[Material for this exercise]

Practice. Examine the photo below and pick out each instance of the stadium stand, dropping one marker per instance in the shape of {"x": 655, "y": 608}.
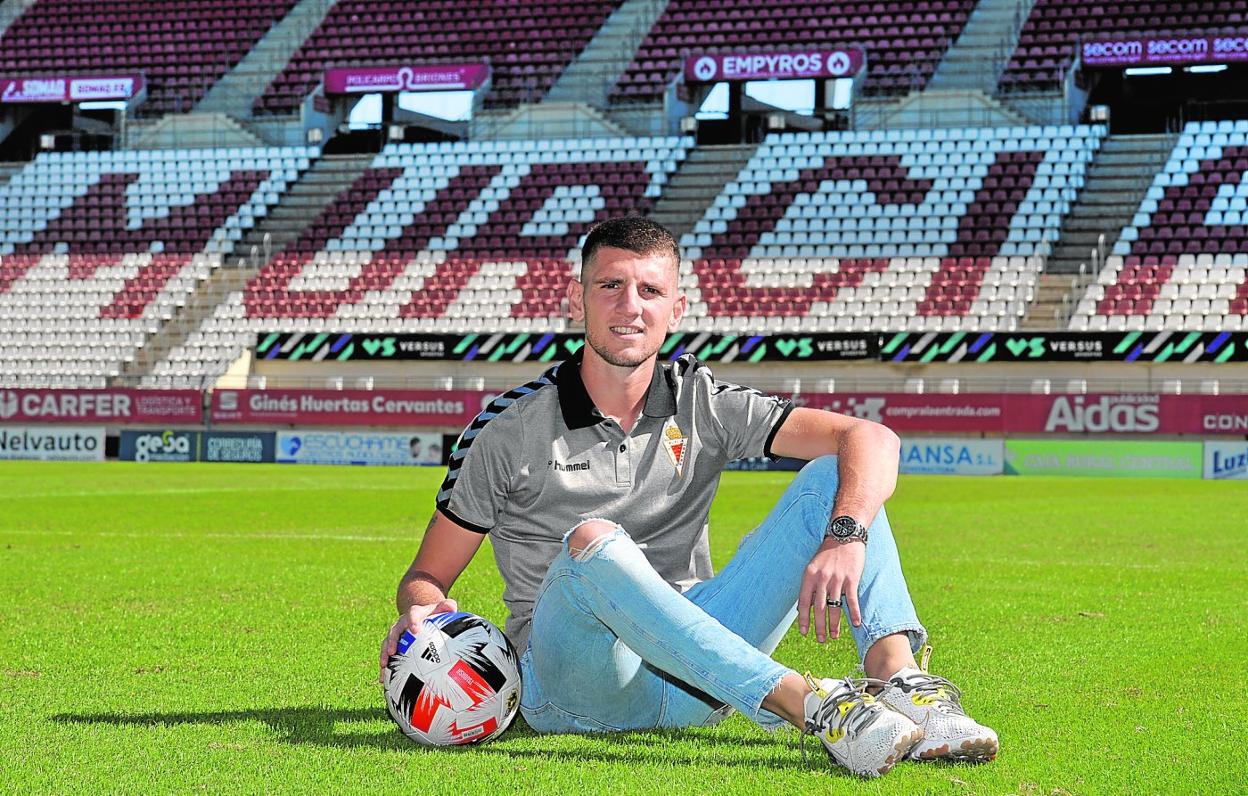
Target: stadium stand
{"x": 1048, "y": 40}
{"x": 181, "y": 48}
{"x": 97, "y": 248}
{"x": 904, "y": 40}
{"x": 526, "y": 44}
{"x": 449, "y": 237}
{"x": 941, "y": 230}
{"x": 1181, "y": 263}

[What you will do]
Output the records exactly. Drop the images.

[Solved problem]
Practice. Examine the photo below and pick out each instance of the stadium stand, dropping one marker per instance in the shape of {"x": 655, "y": 608}.
Target: stadium stand
{"x": 1048, "y": 40}
{"x": 181, "y": 48}
{"x": 97, "y": 248}
{"x": 904, "y": 40}
{"x": 526, "y": 44}
{"x": 449, "y": 237}
{"x": 941, "y": 230}
{"x": 1181, "y": 263}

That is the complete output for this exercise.